SHORT PROBLEM
Gather every line of the rows below that contains the string "Query", and copy each such line in full. Treat uppercase and lowercase letters as different.

SUPPLIED DATA
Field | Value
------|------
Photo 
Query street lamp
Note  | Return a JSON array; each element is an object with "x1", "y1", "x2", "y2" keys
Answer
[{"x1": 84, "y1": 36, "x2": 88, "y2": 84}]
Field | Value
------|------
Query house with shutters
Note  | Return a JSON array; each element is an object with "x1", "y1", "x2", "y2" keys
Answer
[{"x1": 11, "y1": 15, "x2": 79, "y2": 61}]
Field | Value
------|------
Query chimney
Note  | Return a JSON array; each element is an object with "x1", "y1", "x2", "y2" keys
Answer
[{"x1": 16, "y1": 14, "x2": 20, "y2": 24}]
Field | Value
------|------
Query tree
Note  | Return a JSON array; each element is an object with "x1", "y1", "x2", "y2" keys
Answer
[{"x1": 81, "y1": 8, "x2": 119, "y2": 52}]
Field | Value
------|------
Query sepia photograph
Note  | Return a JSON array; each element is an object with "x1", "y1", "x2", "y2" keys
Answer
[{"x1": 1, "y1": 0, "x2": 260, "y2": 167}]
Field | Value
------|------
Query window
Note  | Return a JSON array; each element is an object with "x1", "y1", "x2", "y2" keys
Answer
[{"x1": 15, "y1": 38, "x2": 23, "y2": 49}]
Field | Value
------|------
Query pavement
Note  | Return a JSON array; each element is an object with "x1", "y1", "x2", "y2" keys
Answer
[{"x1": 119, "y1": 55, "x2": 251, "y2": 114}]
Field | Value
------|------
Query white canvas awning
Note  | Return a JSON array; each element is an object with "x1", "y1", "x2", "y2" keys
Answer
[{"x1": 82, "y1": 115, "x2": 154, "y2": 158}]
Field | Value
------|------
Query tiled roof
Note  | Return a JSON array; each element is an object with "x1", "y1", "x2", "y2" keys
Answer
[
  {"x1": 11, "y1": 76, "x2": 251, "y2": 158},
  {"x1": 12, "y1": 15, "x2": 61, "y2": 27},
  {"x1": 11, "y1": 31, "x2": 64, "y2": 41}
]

RESULT OF THE EXERCISE
Query street lamp
Query house with shutters
Query chimney
Query tree
Query sepia photograph
Query window
Query pavement
Query white canvas awning
Query tiled roof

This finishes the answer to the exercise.